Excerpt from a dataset
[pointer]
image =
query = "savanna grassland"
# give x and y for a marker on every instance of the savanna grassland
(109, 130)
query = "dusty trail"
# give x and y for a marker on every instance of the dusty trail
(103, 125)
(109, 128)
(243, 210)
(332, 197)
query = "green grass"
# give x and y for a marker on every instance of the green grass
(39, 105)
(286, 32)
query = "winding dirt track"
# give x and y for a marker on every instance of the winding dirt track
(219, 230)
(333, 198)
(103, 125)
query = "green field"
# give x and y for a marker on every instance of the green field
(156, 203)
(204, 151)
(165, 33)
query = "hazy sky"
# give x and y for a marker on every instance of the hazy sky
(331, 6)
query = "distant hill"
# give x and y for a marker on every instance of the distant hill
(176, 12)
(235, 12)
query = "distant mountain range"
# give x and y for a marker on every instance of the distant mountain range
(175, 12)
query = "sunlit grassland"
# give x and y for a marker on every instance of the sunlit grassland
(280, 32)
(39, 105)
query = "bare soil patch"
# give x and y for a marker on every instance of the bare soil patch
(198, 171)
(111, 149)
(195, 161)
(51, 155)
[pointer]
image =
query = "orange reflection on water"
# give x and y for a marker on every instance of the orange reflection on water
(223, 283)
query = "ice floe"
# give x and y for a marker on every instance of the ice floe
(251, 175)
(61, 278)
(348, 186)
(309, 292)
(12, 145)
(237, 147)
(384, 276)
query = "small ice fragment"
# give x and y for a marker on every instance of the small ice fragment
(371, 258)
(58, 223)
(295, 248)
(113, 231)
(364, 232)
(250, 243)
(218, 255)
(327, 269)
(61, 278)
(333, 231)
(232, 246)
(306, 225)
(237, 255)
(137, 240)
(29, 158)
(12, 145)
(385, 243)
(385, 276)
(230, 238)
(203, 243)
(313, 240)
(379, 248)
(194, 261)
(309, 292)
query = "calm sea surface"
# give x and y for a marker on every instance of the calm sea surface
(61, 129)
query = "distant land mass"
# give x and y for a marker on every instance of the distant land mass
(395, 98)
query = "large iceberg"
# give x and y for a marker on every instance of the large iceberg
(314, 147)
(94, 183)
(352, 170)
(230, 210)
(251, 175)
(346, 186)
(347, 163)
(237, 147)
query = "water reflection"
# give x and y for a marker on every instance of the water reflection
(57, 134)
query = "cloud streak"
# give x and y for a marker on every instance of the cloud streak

→ AIM: Return all the data above once more, precisely as given.

→ OUTPUT OF THE TASK:
[pointer]
image =
query = "savanna grassland"
# give x and y for a marker on every instance of the savanna grassland
(109, 130)
query = "dusty trail"
# give x and y for a marker on every instance of the dusty trail
(103, 125)
(109, 128)
(243, 210)
(332, 197)
query = "green grass"
# give x and y for a marker on every instance of the green grass
(39, 105)
(286, 32)
query = "winding dirt track"
# give x and y for a marker on every instance of the winding dirt track
(219, 230)
(333, 198)
(103, 125)
query = "green field"
# give x and y for a marker on every instance of the green field
(156, 203)
(204, 151)
(165, 33)
query = "hazy sky"
# give x and y for a marker on every instance of the hazy sky
(331, 6)
query = "distant hill"
# give x and y for a marker on every instance of the distant hill
(176, 12)
(235, 12)
query = "distant mountain range"
# give x and y for a marker on every instance of the distant mountain range
(175, 12)
query = "sunlit grassland"
# give x and y for a marker on every instance of the sunlit grassland
(280, 32)
(39, 105)
query = "bare soil patch"
# give x and y for a marker on every instance of the bare soil patch
(198, 171)
(111, 149)
(195, 161)
(51, 155)
[pointer]
image =
query = "orange reflection on water"
# give x and y for a marker on every instance of the orange reflection on water
(223, 283)
query = "ice floe"
# give x and y for a marker on every instance of the ice floe
(251, 175)
(61, 278)
(348, 186)
(309, 292)
(12, 145)
(237, 147)
(384, 276)
query = "small ice fragment"
# give x and y for a marker on every instance of the small ice fragment
(371, 258)
(58, 223)
(295, 248)
(113, 231)
(364, 232)
(250, 243)
(218, 255)
(327, 269)
(61, 278)
(333, 231)
(232, 246)
(306, 225)
(237, 255)
(137, 240)
(29, 158)
(12, 145)
(385, 243)
(385, 276)
(230, 238)
(203, 243)
(313, 240)
(379, 248)
(194, 261)
(309, 292)
query = "calm sea surface"
# give x and y for a marker on every instance of the calm sea surface
(61, 129)
query = "distant land mass"
# give x and y for a marker on every instance of the distant land mass
(395, 98)
query = "large iceberg"
# give x and y for a marker on every instance of the large iceberg
(314, 147)
(94, 183)
(352, 170)
(230, 210)
(251, 175)
(346, 186)
(347, 163)
(237, 147)
query = "water reflection"
# give x and y for a marker on every instance of the water reflection
(57, 134)
query = "cloud streak"
# give x and y for a marker on every instance of the cloud streak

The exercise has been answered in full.